#### DESCRIPTION OF THE TASK
Give back the data exactly, with no images.

-=-=-

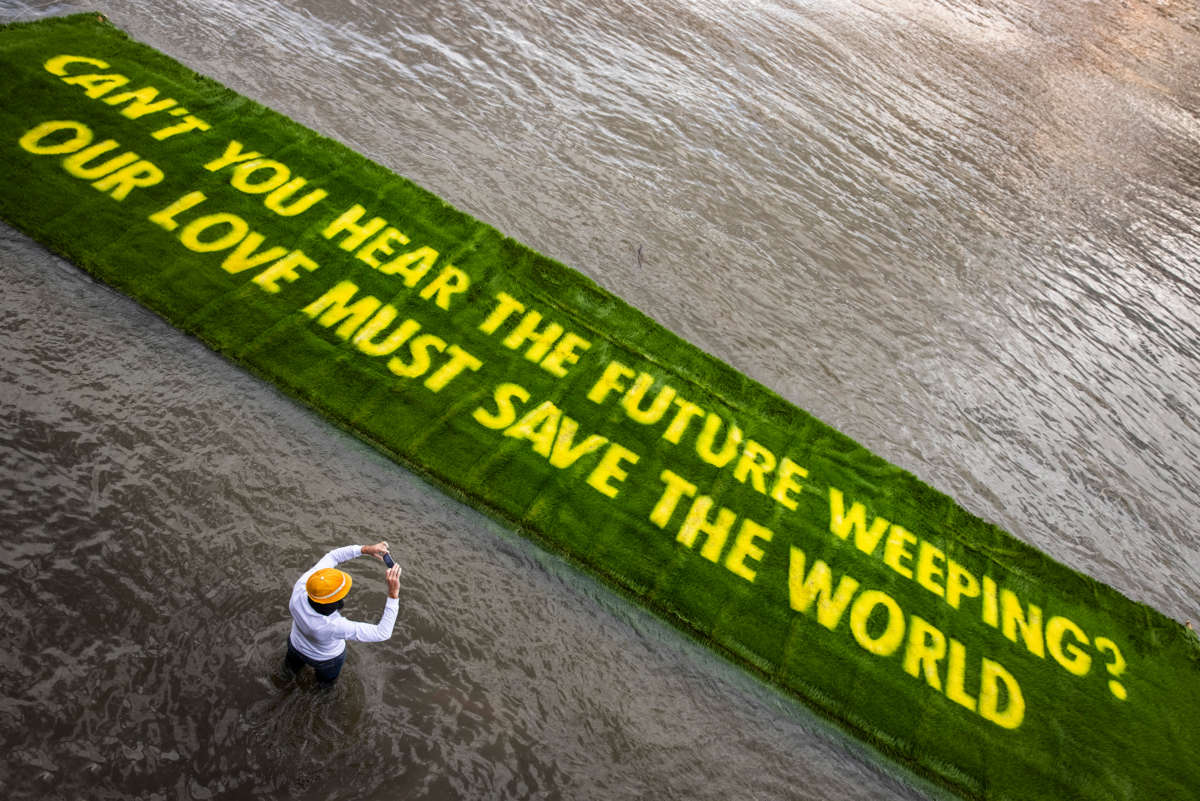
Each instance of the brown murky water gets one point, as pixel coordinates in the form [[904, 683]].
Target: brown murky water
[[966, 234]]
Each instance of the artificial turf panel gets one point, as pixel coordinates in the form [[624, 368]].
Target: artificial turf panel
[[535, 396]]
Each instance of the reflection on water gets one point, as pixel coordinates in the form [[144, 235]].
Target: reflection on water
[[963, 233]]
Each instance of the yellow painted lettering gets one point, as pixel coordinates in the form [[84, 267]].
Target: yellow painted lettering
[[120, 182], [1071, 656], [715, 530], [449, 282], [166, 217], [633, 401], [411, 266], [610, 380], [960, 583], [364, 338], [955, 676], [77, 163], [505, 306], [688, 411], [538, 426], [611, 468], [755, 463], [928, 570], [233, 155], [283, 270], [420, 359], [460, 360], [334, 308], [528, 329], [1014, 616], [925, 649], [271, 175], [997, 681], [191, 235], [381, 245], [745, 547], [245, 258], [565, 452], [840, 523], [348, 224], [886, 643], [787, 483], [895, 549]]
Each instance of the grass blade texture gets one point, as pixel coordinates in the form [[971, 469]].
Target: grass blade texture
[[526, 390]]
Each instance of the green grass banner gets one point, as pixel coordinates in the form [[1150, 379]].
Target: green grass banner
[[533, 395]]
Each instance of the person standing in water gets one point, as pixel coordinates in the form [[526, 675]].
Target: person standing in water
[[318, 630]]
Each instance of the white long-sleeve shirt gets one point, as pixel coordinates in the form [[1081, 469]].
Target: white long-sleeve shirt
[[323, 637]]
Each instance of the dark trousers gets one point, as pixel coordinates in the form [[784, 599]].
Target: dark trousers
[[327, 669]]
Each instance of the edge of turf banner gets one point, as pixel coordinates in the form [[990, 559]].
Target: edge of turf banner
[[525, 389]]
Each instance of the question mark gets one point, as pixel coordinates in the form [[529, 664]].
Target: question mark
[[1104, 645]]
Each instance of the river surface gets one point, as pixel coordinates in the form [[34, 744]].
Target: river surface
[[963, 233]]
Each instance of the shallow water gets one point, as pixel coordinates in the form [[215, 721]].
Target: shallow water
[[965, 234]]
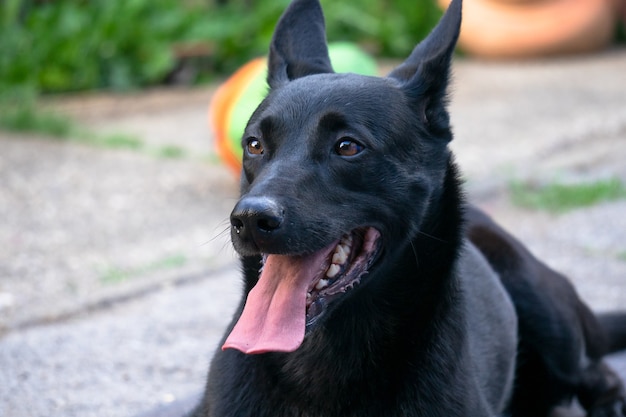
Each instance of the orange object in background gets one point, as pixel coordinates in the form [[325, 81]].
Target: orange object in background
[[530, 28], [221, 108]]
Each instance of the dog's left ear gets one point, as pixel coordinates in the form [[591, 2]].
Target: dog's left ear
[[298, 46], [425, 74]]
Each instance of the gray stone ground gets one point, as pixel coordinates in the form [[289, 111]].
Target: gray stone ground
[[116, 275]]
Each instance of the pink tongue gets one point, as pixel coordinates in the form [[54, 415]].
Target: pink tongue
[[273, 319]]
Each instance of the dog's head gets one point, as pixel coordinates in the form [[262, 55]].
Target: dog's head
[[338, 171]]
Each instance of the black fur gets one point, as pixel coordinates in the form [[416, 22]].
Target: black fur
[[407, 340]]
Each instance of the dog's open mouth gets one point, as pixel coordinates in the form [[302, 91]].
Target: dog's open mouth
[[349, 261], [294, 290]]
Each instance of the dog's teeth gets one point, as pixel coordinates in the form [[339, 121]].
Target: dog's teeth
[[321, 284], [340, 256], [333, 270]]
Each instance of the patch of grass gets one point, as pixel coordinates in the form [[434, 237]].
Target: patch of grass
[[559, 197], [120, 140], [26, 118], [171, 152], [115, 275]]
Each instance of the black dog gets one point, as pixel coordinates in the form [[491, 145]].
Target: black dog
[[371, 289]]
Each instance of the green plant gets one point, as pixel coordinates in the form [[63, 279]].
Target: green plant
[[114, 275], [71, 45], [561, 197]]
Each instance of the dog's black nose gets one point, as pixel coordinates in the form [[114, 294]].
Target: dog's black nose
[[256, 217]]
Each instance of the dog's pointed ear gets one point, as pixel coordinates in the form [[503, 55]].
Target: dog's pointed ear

-=-=-

#### EXERCISE SOLUTION
Each instance of the brown murky water gets one point, as pixel coordinates in the form [[904, 683]].
Target: brown murky water
[[966, 234]]
Each instance of the artificial turf panel gets one point, as pixel coordinates in the form [[624, 368]].
Target: artificial turf panel
[[535, 396]]
Each instance of the reflection on water gets one point, as pixel coordinates in the form [[144, 235]].
Target: reflection on water
[[963, 233]]
Each instance of the yellow painted lettering gets one point, as pixel coordinates in the form [[84, 267]].
Target: yellow painted lettering
[[120, 182], [1071, 656], [715, 530], [449, 282], [166, 217], [633, 401], [411, 266], [610, 380], [960, 583], [364, 338], [955, 676], [77, 163], [505, 306], [688, 411], [538, 426], [611, 468], [755, 463], [928, 570], [233, 155], [283, 270], [420, 359], [460, 360], [334, 308], [528, 329], [1014, 616], [925, 649], [271, 175], [997, 681], [191, 235], [381, 245], [745, 547], [245, 258], [565, 452], [840, 523], [348, 224], [886, 643], [787, 483], [895, 549]]
Each instance of the grass blade texture gets one point, as pixel coordinates in the form [[971, 469]].
Target: grass blade texture
[[526, 390]]
Each instance of the green grass banner gets one point, as pixel coordinates in the form [[1150, 379]].
Target: green grass banner
[[533, 395]]
Each instance of the person standing in water gets one point, as pixel coordinates in the form [[526, 675]].
Target: person standing in water
[[318, 630]]
Each instance of the white long-sleeve shirt gets one point, as pixel coordinates in the form [[1081, 469]].
Target: white long-sleeve shirt
[[323, 637]]
Each instance of the dark trousers gets one point, as pixel coordinates in the form [[784, 599]].
Target: dark trousers
[[327, 669]]
Each instance of the edge of turf banner gets one point, as pixel coordinates in the form [[990, 559]].
Target: edge of turf banner
[[525, 389]]
Each instance of the question mark gets one point, as pixel coordinates in the form [[529, 664]].
Target: question mark
[[1104, 645]]
Each instance of the river surface gets one point, as pixel coordinates in the form [[34, 744]].
Target: river surface
[[963, 233]]
Each instance of the shallow water gets one point, as pixel coordinates in the form [[215, 721]].
Target: shallow water
[[965, 234]]
Each instance of the orange object in background gets one point, as pixel coordinates in the form [[325, 81]].
Target: orange object in background
[[530, 28], [221, 108]]
Each instance of the dog's left ear gets one point, as pixel coordinates in the form [[591, 2]].
Target: dog's left ear
[[298, 46], [425, 74]]
Each instance of the gray stone ground gets one point, as pixel coordinates in the form [[289, 111]].
Target: gray stone ground
[[116, 275]]
Each instance of the pink tongue gets one point, as pixel coordinates in the form [[54, 415]].
Target: pink tongue
[[273, 319]]
Each instance of the dog's head gets one point, as pixel coordinates in the form [[262, 55]].
Target: dog's head
[[338, 171]]
Each instance of the black fur gets one point, as pixel coordinates in the form [[416, 22]].
Target: black fur
[[407, 340]]
Each instance of the dog's open mouth gets one point, as pixel coordinates in the form [[302, 91]].
Target: dog's open mouth
[[349, 261], [294, 290]]
Each instance of the dog's teeth gets one point, as pixel coordinates in the form [[339, 121]].
Target: dog's teeth
[[321, 284], [340, 256], [333, 270]]
Each instance of the patch of grass gets one point, as pixel coordinates in the form [[434, 237]].
Target: patch of grass
[[559, 197], [120, 140], [26, 118], [171, 152], [115, 275]]
Each instance of the black dog gets one point, as pixel coordinates in the form [[491, 145]].
Target: black dog
[[371, 289]]
Each instance of the green plant gets one point, as pixel coordinates in the form [[63, 279]].
Target: green plant
[[114, 275], [71, 45], [561, 197]]
Each instance of the dog's black nose gets one point, as pixel coordinates in the form [[114, 294]].
Target: dog's black nose
[[256, 217]]
Each instance of the dog's pointed ear gets one point, as pixel coordinates in the form [[503, 55]].
Target: dog's pointed ear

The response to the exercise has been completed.